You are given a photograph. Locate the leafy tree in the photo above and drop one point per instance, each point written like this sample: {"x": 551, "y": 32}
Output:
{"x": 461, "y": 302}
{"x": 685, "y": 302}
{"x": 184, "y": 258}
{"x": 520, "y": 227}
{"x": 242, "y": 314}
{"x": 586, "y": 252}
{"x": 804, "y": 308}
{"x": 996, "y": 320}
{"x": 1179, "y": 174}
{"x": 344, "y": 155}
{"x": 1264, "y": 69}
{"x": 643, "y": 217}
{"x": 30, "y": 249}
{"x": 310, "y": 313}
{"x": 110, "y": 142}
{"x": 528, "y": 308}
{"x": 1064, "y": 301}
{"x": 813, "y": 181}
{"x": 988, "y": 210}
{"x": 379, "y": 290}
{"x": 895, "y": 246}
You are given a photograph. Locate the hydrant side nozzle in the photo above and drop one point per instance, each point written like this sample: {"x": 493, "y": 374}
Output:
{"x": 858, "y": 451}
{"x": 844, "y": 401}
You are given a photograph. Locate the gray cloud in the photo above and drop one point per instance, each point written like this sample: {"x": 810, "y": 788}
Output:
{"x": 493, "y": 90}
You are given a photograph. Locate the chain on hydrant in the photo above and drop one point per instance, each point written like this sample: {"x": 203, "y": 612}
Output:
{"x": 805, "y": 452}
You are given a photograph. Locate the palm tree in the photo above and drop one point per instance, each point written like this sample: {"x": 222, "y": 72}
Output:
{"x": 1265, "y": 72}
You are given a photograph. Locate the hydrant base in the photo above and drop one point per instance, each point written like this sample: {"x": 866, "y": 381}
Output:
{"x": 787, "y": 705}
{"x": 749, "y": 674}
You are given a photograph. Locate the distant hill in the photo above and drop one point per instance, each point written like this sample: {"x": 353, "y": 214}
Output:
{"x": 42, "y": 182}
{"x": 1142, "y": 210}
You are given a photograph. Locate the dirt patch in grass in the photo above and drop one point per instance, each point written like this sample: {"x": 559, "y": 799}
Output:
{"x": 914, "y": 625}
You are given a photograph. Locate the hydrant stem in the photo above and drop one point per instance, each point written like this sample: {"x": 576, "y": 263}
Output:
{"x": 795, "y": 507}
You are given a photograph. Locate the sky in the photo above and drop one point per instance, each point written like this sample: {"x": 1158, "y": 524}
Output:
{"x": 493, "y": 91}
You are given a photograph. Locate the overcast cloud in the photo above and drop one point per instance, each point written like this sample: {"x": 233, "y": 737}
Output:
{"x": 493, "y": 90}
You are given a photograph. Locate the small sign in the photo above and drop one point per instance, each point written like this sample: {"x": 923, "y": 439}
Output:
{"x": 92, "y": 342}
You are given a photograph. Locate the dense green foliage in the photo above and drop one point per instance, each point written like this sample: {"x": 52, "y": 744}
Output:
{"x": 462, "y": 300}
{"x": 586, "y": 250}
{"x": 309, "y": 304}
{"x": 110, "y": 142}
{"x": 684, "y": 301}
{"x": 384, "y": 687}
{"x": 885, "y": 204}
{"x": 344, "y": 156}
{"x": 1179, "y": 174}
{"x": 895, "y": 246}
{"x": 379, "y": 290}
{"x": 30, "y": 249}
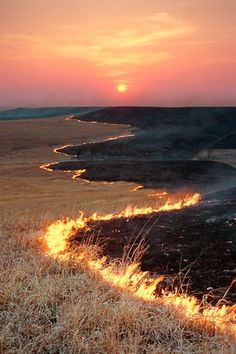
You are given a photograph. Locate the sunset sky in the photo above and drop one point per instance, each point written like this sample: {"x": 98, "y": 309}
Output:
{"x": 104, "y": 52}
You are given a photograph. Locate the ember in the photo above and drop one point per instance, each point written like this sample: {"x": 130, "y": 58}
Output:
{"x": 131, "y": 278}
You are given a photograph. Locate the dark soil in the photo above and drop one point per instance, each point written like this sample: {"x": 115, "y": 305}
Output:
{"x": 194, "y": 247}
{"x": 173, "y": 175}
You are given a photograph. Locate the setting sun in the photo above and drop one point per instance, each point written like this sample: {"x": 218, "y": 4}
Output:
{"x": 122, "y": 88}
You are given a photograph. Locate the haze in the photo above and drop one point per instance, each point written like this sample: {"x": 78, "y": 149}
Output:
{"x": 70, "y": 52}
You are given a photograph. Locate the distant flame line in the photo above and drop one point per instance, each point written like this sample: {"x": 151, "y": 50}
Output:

※ ※ ※

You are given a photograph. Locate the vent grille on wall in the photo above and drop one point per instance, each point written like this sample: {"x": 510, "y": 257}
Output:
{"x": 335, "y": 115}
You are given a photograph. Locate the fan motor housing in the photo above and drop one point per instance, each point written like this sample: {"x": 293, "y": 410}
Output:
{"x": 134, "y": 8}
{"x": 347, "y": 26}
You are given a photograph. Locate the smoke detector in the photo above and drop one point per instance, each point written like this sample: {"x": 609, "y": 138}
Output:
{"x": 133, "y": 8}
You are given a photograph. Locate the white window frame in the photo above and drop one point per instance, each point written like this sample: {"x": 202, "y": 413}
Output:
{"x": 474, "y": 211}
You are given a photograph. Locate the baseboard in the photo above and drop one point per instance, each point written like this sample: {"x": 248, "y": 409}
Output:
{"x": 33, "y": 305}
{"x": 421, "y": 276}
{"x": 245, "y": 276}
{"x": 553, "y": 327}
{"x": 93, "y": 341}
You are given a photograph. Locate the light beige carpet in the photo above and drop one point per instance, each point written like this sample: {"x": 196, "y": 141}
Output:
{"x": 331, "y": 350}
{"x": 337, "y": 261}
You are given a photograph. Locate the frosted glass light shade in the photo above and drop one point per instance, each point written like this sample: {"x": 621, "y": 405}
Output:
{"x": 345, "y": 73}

※ ※ ※

Given request:
Pull out each line in the records above that contains the word "distant" and copy those lines in full.

Output below:
You are given a photograph. Locate the distant hill in the photo above and drop one point per instance, each point written like this sample: {"x": 353, "y": 214}
You are given a photograph. Locate the distant flame line in the photo above and drop one point per instance, each point written like this sample: {"x": 151, "y": 50}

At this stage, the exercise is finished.